## Source passage

I will raise one point from one of the briefings, from Support Not Separation and Women Against Rape, which quoted the harm review. They said they found a pattern of bias in the court professionals which gave weight to the views of the child who wanted contact but dismissed the views of the child who did not. That is extremely worrying.
However, having come to the same conclusion as the noble Lord, Lord Randall, I will leave it there.
My Lords, I view this amendment, which is in two parts, with some concern. To a very large extent, I share the views of the noble Lord, Lord Marks of Henley-on-Thames, and those of the noble Lord, Lord Randall of Uxbridge.
When I was President of the Family Division—and throughout the 35 years I was a family judge—I heard a great many cases which had some element of domestic abuse. I do not like presumptions, if they can be avoided. I remember that, when the amended Section 1(2A) was introduced while I was a Member of this House, I was very dubious about it, because I do not like presumptions. The important point of the Children Act is Section 1, which says that
“the child’s welfare shall be the court’s paramount consideration.”
Any family judge or magistrate has to look at all the circumstances and decide whether it is appropriate, in those circumstances, for both parents to have a relationship with the child after their separation. In normal circumstances, one takes it for granted that both parents will have a relationship, but there will be cases in which there should not be one.
I am not quite so concerned about the first part of Amendment 130, because it says that subsection (2A) shall not apply in situations which have affected the child. Even so, it should be a matter where the welfare of the child is paramount and the judge exercises his or her discretion, having come to a conclusion based on all the facts.
I am particularly opposed to the second part of Amendment 130: the restrictions on Section 9. This is, first, because it does not require domestic abuse to have affected the child. Other points have been made on this by the noble Lord, Lord Marks, with which I entirely agree, but I can see circumstances where a child was for one reason or another—possibly at boarding school or away on holiday—not present when there was domestic abuse between the parents, and the child had no knowledge of it. In those circumstances, it would not be inappropriate for the child to have unsupervised contact with a parent who had done absolutely nothing wrong to the child but who may have been involved in a single or unusual circumstance which could be classified as domestic abuse of the other parent.
This draconian proposal that Section 9 be restricted is inappropriate, although I entirely understand and share the concerns about the parents—mothers as well as fathers—who have been given unsupervised contact where there are issues of domestic abuse which are true, where the children are then killed. That is extremely sad; there should be adequate training of all judges and/or magistrates trying family cases. It may be more important to get the Ministry of Justice to discuss with the Judicial College and the President of the Family Division whether the training of judges and magistrates in issues of domestic abuse, to which I shall refer on the next group, should be improved. I will later refer to a useful case in the Court of Appeal which has been discussing this.
I am completely opposed to the second part of Amendment 130. I am sympathetic to what lies behind it, but I believe there should be a broader consideration of whether, where the welfare of the children must be paramount, there should be any presumptions of any sort—but certainly not in the way this has been drafted.
In place of the noble Baroness, Lady Andrews, I call the noble Baroness, Lady Altmann.
My Lords, I once again congratulate the Government on bringing forward this important Bill and on the constructive and helpful manner in which my noble friends the Ministers have all engaged with so many noble Lords to try to ensure that this legislation achieves its aim of protecting victims of domestic abuse.

## Dataset entries
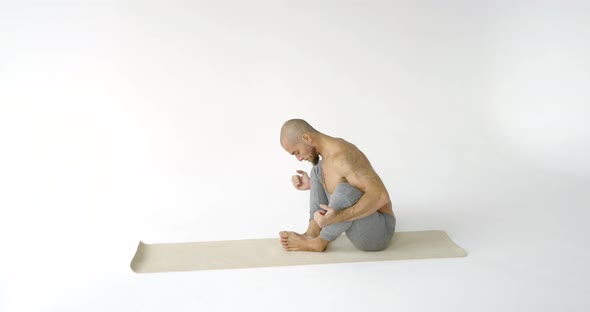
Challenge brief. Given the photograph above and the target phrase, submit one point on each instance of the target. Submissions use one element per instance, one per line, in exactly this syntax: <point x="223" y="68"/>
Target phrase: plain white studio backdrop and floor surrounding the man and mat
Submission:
<point x="159" y="121"/>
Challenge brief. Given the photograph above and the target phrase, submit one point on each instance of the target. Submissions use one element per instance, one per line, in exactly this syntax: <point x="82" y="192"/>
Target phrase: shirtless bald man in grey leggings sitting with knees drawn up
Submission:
<point x="346" y="195"/>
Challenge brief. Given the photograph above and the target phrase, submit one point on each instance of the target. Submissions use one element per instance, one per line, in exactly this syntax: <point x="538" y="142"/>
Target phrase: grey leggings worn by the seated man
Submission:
<point x="371" y="233"/>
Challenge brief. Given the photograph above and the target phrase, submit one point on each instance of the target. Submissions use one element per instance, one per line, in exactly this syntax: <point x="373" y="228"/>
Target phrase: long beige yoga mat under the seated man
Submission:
<point x="268" y="252"/>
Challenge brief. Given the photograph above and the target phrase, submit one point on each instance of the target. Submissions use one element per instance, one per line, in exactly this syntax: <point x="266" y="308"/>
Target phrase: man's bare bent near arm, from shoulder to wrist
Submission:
<point x="360" y="175"/>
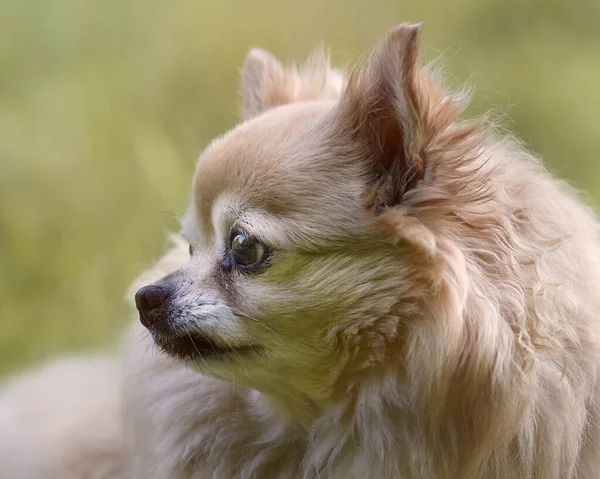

## Your tasks
- A) Using the Lords debate excerpt, answer each question:
(i) Which two groups sent the briefing that quoted the harm review?
(ii) For how many years did the former President of the Family Division serve as a family judge?
(iii) Which part of Amendment 130 does that former President say he is particularly opposed to?
- B) Reproduce the Lords debate excerpt word for word between "I will raise" and "leave it there.", inclusive.
- C) Resume the Lords debate excerpt right after its last sentence.
The dataset entries aren't needed here.

## Answers for each item
- A)
(i) Support Not Separation and Women Against Rape
(ii) 35 years
(iii) The second part, the restrictions on Section 9

- B)
I will raise one point from one of the briefings, from Support Not Separation and Women Against Rape, which quoted the harm review. They said they found a pattern of bias in the court professionals which gave weight to the views of the child who wanted contact but dismissed the views of the child who did not. That is extremely worrying.
However, having come to the same conclusion as the noble Lord, Lord Randall, I will leave it there.

- C)
I am speaking to Amendments 130 and 130A because I share the concerns expressed by other noble Lords that they may unintentionally undermine the aims of the Bill. I recognise the rationale and thinking behind them and the desire to protect children, who can be innocent victims in these awful cases, but I agree with the noble Baroness, Lady Meacher, and so many others that contact with both parents is normally in the long-term interests of children. That is why I supported amendments at an earlier stage to ensure that parental alienation is taken seriously, rather than being left to statutory guidance or, as these amendments might suggest, removed from the guidance as well.
The current legal position reflects huge amounts of evidence that children benefit from contact with both parents and that significant psychological damage can be caused by loss of such contact. I therefore have serious concerns that removing the presumption of contact could cause more harm to more children than this amendment is designed to prevent. Of course, there will be dreadful cases in which an abusive parent will perpetrate harm on the children, but that is extremely rare. As the noble and learned Baroness, Lady Butler-Sloss, the noble Lord, Lord Marks, the noble Baroness, Lady Meacher, the noble Lord, Lord Rosser, and others have explained, the family courts already have the power, under the Children Act 1989, to decide against contact in individual cases where it is judged to be appropriate for that case. The Act presumes only that contact with both parents will be in the child’s interests unless the contrary is shown. Should the contrary indeed be shown, rather than merely alleged, and should abuse be proven, then those are clearly the exceptional cases in which a court would hardly be likely to grant access.
Do we not have a principle of ensuring that someone is proven guilty before being deprived of such important rights? Amendment 130 would require that, even where there are allegations of domestic abuse, whether it is against the child or a parent, the deprivation of access to children would still hold. That clearly invites the risk of unfounded allegations being made by one parent who wishes to prevent their ex-partner seeing the children, potentially as a way in which to punish the other parent or for other reasons. That could lead to the other parent being accused, for example, of emotional or psychological abuse, for which there may be no visible signs and which, indeed, may subsequently be disproved. However, the amendment would mean that the courts would deny access to the person who is accused before any judicial opportunity to find that parent innocent.
I echo the words of my noble friend Lady Gardner of Parkes, who mentioned parental alienation, which we discussed in an earlier group, and those of the noble Baroness, Lady Meacher, and others: these cases can be hugely complex. We have to trust the courts to apply the expertise necessary in such cases, which are the vast majority. The presumption of contact seems to have so much weight of evidence behind it that it would be extremely unwise and damaging to many children if the amendment, and Amendment 130A, were accepted.
We do not want the Bill to damage children in a misguided attempt to help them. It does not seem to fit with natural justice to impose automatic sanctions without the normal judicial oversight or a conviction to substantiate claims. I recognise the intention of these amendments and I share the desire to prevent any children being severely harmed or even unwittingly put into the hands of an abuser who may kill them. However, I hope that Amendments 130 and 130A will not form part of the Bill because the alternative, whereby children are denied access to their parent, and the other parent is denied access to their children, on the basis of unsubstantiated and potentially false claims, could lead to substantial harm and, indeed, the suicide of a parent or children, who often suffer terribly if they are unable to have contact with a parent.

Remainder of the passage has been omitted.